- [EXCERPT]

*** Begin section ***

This makes Haru’s inability to be suspicious of L-Corp more and more unbearable. Not only is he not connecting L-Corp to Leviathan, he doesn’t see them as a player in this fight at all! They briefly connect Appmon to AI on the train, but such a big corporation has to be considered either an ally of Leviathan or its target. Instead, the biggest concern Haru and Yuujin have about L-Town is the possibility of cyber terror. Now in reality, cyber terror is a totally valid worry complicating stuff like utilities and home automation. There’s no reason to think it isn’t the same here, but why is that on the top of their minds when they’re regularly confronted by dangerous Appmon directly infected by Leviathan? They’re pondering hypotheticals when they’ve been dealing with the real thing all this time!

Once Knight realizes his targets are in town, Leviathan put them there intentionally, and that he has four Ultimate Appmon cloaked in darkness hanging around his office, his move is obvious: send in a Standard level enemy to terrorize his own town and draw them into what should be an easily winnable fight for the App Drivers. Using Batterimon instead of Charismon (hell, all four) tells you everything you need to know about how important this episode really is.

*** End section ***

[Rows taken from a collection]
*** Begin section ***

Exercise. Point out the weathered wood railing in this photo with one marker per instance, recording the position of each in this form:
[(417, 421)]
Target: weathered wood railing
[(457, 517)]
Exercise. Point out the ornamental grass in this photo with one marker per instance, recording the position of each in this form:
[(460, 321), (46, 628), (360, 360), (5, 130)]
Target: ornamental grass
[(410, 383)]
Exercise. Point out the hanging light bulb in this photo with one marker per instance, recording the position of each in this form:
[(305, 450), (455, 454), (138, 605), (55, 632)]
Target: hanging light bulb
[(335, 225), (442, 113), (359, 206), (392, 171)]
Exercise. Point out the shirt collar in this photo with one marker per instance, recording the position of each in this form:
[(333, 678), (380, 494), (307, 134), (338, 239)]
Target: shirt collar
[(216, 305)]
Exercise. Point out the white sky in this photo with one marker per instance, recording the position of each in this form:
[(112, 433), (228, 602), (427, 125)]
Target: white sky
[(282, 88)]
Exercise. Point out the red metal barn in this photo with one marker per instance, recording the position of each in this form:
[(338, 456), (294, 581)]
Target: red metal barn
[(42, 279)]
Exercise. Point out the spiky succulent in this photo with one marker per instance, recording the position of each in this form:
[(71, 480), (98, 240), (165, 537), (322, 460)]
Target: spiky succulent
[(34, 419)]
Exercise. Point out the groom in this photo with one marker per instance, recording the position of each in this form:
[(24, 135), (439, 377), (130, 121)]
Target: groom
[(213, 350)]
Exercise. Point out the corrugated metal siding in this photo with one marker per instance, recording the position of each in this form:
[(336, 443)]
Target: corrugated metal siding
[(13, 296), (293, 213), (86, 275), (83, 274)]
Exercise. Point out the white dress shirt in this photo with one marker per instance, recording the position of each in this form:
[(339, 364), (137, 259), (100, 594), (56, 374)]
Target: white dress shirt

*** End section ***

- [PARTS OF THE EXERCISE]
a) In the Appmon episode commentary, why does the writer find it strange that cyber terror is Haru and Yuujin's top worry about L-Town? Answer in one to three sentences.
b) Write what comes next in the Appmon episode commentary, starting after its last sentence.
The rows are separate from the commentary.

- [RESPONSES BY ITEM NUMBER]
a) Haru and Yuujin keep running into dangerous Appmon that Leviathan has infected directly. Worrying about cyber terror means they are thinking about what might happen when they have been facing the real threat all along.

b)
Luckily for poor Batterimon, the App Drivers handicap themselves by keeping their Appmon at Standard level themselves, turning this into a close fight. The difference becomes the App Drive Duo and this new Overdrive mechanic. Whether Yujin’s giving up energy, life force, or blood, the idea of a human directly sacrificing part of themselves for their partner is the natural extension of all the times it was done symbolically in the past, even as recently as Globemon’s debut. It’s fascinating, but only if the show portrays it as disturbingly as the concept actually is. This is a human draining his own power to feed an AI. It’s foreboding stuff and it’s hard to say if Appmon knows what it’s messing with.

Rather than reassuring us that they’re aware of the implications of Overdrive, we get Cloud, the most Code Geass-y thing in Digimon since Touma’s sick little sister rolled in on her wheelchair. Further eroding our ability to believe the kids don’t see an L-Corp/Leviathan connection, this guy makes it clear that he’s loyal to Leviathan, makes a few selling points, then vanishes. Pretty odd he’d show up in the middle of the L-Corp-sponsored town. There’s a moment where Haru ponders the merits of his arguments, and it begins an excruciatingly slow trickle of reasons for him to let Leviathan win, but he’s not wavering that easily. Cloud does nothing but chance the kids figuring out that he’s Knight in a disguise only the Digimon Kaiser could appreciate. Conceptually, it’s a smart episode. Too bad nobody’s smart within it.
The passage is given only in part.